**Given exercise**
Return every line of the records below word for word, leaving out the pictures.

**Data for processing**
-*-*-
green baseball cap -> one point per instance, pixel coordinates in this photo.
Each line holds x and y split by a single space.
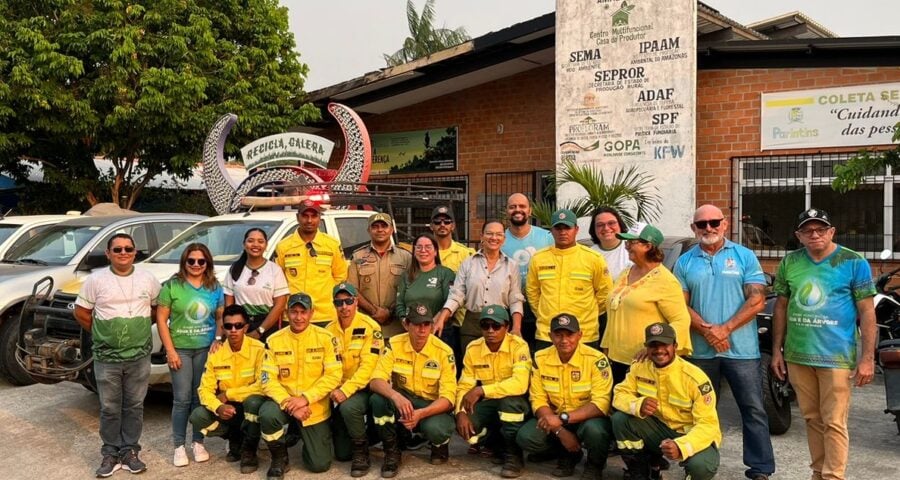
496 313
345 287
643 231
564 216
301 299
-*-*-
**The output**
green baseball cap -> one point per instance, pixel coordinates in this photo.
Each line holds x and y split by a single space.
496 313
345 287
643 231
564 216
301 299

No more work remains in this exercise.